JOB:
Down to the last line, reproduce the records exactly.

*** SUPPLIED ENTRIES ***

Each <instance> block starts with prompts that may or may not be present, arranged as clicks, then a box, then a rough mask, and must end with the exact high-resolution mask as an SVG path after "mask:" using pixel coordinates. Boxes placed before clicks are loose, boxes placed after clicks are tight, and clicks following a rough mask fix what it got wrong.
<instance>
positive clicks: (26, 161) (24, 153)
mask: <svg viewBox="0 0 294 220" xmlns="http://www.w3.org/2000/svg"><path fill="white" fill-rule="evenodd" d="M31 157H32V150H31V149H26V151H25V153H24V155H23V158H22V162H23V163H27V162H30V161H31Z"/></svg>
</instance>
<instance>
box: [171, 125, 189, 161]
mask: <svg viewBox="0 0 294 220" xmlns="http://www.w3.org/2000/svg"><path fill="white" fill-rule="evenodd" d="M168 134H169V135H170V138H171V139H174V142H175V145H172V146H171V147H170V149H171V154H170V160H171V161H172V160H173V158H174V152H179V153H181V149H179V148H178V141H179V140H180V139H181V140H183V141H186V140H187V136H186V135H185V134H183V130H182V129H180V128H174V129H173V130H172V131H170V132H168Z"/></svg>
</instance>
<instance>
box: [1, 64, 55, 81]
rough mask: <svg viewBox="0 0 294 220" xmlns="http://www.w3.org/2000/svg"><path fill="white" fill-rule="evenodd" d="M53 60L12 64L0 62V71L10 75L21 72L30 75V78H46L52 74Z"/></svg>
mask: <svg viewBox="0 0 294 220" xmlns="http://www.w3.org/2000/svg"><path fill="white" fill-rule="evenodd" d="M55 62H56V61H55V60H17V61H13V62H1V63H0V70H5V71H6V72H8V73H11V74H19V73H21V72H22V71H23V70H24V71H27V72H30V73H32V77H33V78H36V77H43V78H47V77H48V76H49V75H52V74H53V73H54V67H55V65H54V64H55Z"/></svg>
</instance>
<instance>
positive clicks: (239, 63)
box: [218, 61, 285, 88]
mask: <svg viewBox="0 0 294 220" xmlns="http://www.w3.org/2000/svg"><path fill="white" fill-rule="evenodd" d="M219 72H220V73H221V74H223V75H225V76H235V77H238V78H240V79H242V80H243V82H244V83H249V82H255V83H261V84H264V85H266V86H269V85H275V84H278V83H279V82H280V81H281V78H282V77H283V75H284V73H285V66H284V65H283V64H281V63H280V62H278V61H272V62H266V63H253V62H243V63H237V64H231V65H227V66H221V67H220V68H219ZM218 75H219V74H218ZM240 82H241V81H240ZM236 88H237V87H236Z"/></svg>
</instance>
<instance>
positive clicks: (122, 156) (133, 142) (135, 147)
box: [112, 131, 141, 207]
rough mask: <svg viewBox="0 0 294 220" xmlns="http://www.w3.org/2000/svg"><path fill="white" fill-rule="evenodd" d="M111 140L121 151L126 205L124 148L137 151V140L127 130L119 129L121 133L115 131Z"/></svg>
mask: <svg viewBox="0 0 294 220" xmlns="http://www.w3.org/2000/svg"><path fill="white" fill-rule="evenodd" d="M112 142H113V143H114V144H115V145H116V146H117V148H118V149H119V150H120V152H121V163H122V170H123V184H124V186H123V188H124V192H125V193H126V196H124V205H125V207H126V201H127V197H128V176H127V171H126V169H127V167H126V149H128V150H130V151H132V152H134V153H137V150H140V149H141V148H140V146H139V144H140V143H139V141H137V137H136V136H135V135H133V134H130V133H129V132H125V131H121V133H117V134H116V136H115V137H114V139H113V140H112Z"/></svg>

*** End of SUPPLIED ENTRIES ***

ANSWER TO THE EXERCISE:
Each <instance> block starts with prompts that may or may not be present, arranged as clicks, then a box, then a rough mask, and must end with the exact high-resolution mask as an SVG path after "mask:" using pixel coordinates. Boxes placed before clicks are loose, boxes placed after clicks are tight, and clicks following a rough mask fix what it got wrong.
<instance>
positive clicks: (26, 161) (24, 153)
mask: <svg viewBox="0 0 294 220" xmlns="http://www.w3.org/2000/svg"><path fill="white" fill-rule="evenodd" d="M31 157H32V150H31V149H26V151H25V153H24V155H23V158H22V162H23V163H27V162H30V161H31Z"/></svg>
</instance>
<instance>
box: [171, 125, 189, 161]
mask: <svg viewBox="0 0 294 220" xmlns="http://www.w3.org/2000/svg"><path fill="white" fill-rule="evenodd" d="M168 134H169V135H170V138H171V139H174V142H175V145H172V146H171V147H170V149H171V154H170V160H171V161H172V160H173V158H174V152H179V153H181V149H179V148H178V141H179V140H180V139H181V140H183V141H186V140H187V136H186V135H185V134H183V130H182V129H180V128H174V129H173V130H172V131H170V132H168Z"/></svg>
</instance>
<instance>
box: [1, 64, 55, 81]
rough mask: <svg viewBox="0 0 294 220" xmlns="http://www.w3.org/2000/svg"><path fill="white" fill-rule="evenodd" d="M53 60L12 64L0 62V71L10 75L21 72L30 75V78H46L52 74Z"/></svg>
mask: <svg viewBox="0 0 294 220" xmlns="http://www.w3.org/2000/svg"><path fill="white" fill-rule="evenodd" d="M55 62H56V61H55V60H17V61H13V62H1V63H0V70H5V71H6V72H8V73H11V74H19V73H21V72H22V71H23V70H24V71H27V72H30V73H32V77H33V78H36V77H43V78H47V77H48V76H49V75H52V74H53V73H54V67H55V65H54V64H55Z"/></svg>
</instance>
<instance>
positive clicks: (239, 63)
box: [218, 61, 285, 88]
mask: <svg viewBox="0 0 294 220" xmlns="http://www.w3.org/2000/svg"><path fill="white" fill-rule="evenodd" d="M219 72H220V73H221V74H223V75H225V76H235V77H238V78H240V79H242V80H243V82H244V83H249V82H255V83H261V84H264V85H266V86H269V85H275V84H278V83H279V82H280V81H281V78H282V77H283V75H284V73H285V66H284V65H283V64H281V63H280V62H278V61H272V62H266V63H253V62H243V63H237V64H231V65H227V66H221V67H220V68H219ZM218 75H219V74H218ZM240 82H241V81H240ZM236 88H237V87H236Z"/></svg>
</instance>
<instance>
positive clicks: (122, 156) (133, 142) (135, 147)
box: [112, 131, 141, 207]
rough mask: <svg viewBox="0 0 294 220" xmlns="http://www.w3.org/2000/svg"><path fill="white" fill-rule="evenodd" d="M111 140L121 151L126 205L124 148L137 151V140L127 130L119 129L121 133L115 131Z"/></svg>
mask: <svg viewBox="0 0 294 220" xmlns="http://www.w3.org/2000/svg"><path fill="white" fill-rule="evenodd" d="M112 142H113V143H114V144H115V145H116V146H117V148H118V149H119V150H120V152H121V163H122V170H123V184H124V186H123V188H124V192H125V193H126V196H124V205H125V207H126V201H127V197H128V176H127V171H126V169H127V167H126V149H128V150H130V151H132V152H134V153H137V150H140V149H141V148H140V146H139V144H140V143H139V141H137V137H136V136H135V135H133V134H130V133H129V132H125V131H121V133H117V134H116V136H115V137H114V139H113V140H112Z"/></svg>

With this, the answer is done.